[Point annotation dataset records]
>>>>

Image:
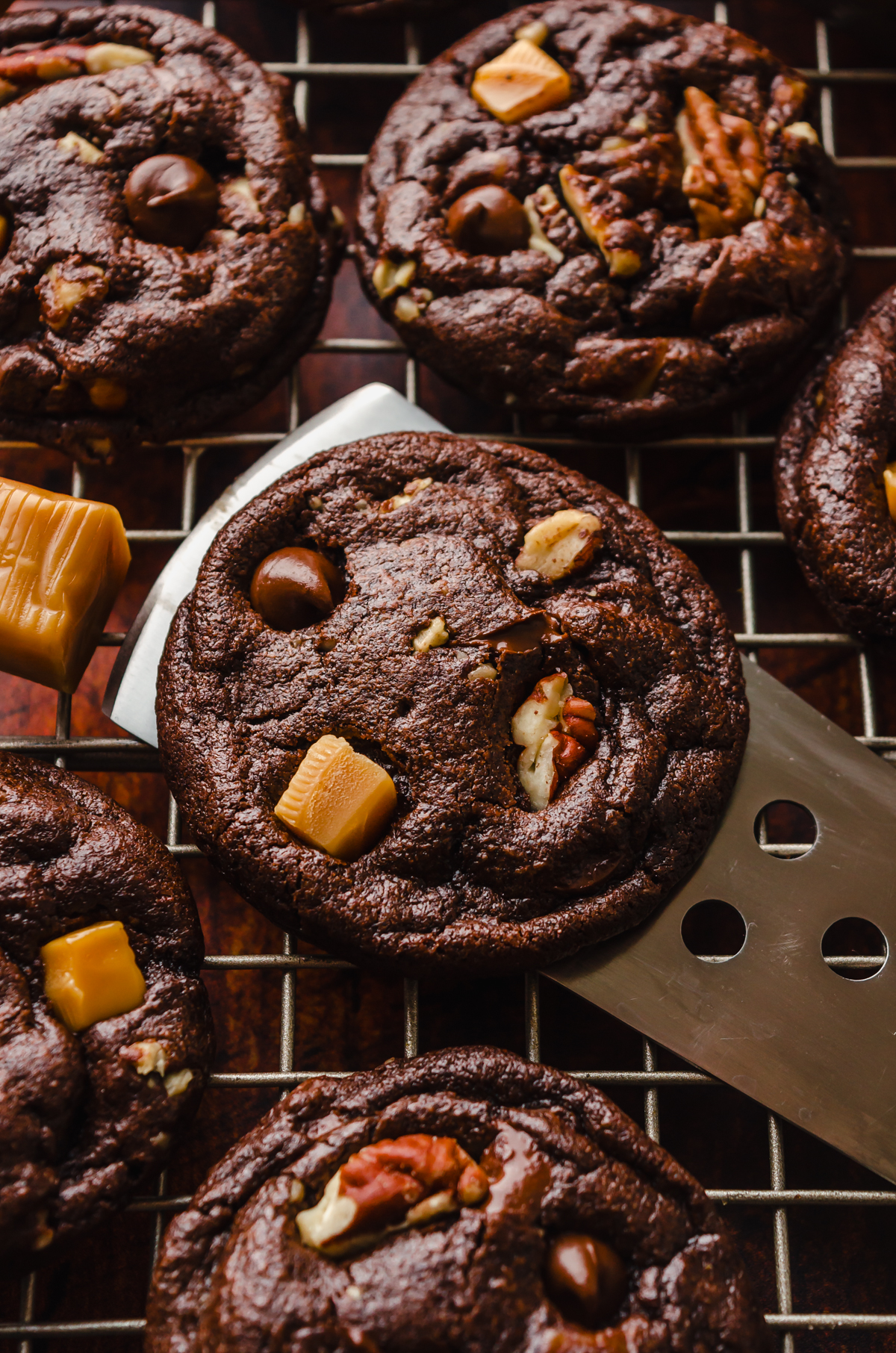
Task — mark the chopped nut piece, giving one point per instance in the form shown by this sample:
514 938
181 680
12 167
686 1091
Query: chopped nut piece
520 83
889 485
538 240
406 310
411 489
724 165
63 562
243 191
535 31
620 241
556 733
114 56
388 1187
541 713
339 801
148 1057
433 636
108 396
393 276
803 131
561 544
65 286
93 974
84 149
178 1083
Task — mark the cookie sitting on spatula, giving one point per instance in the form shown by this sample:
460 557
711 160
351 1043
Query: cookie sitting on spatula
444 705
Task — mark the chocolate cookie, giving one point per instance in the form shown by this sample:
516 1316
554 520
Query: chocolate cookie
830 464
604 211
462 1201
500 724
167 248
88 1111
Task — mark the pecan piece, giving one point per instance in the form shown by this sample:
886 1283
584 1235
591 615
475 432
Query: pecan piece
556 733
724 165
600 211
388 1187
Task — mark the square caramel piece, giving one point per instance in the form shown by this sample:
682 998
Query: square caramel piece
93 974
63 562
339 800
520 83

<<<<

**Task directions**
Reproduce the entire listing above line for line, omitting the pictures.

**Output of the exercise**
Image:
Task — mark the chopped nut piece, giving one point per instance in the form shown by this sample:
514 938
181 680
12 167
686 1091
Query: chopped nut piece
520 83
889 485
538 240
406 310
411 489
724 165
63 562
243 191
535 31
620 241
556 733
114 56
388 1187
541 713
339 801
148 1057
433 636
108 396
393 276
803 131
561 544
65 286
93 974
84 149
178 1083
Task — mark the cookie sitting on spatula, giving one point per instance in the form shown by this sample:
460 557
711 160
351 1043
Query: cookie sitting on spatula
444 705
Task — mark the chocolate cookie, giving one point per instance in the form shown by this sample:
516 1316
554 520
Query: chocolate cookie
830 464
604 211
462 1201
500 724
167 248
88 1111
Task — mark the pecan piece, giving one point per instance in the form shown by this sample:
886 1283
584 1235
591 615
475 432
Query: pecan piece
556 733
724 165
600 211
388 1187
Task — mark the square caramel piece, giving one point per instance in the form shown by this sample:
682 998
Query: square caramel piece
93 974
63 562
339 800
520 83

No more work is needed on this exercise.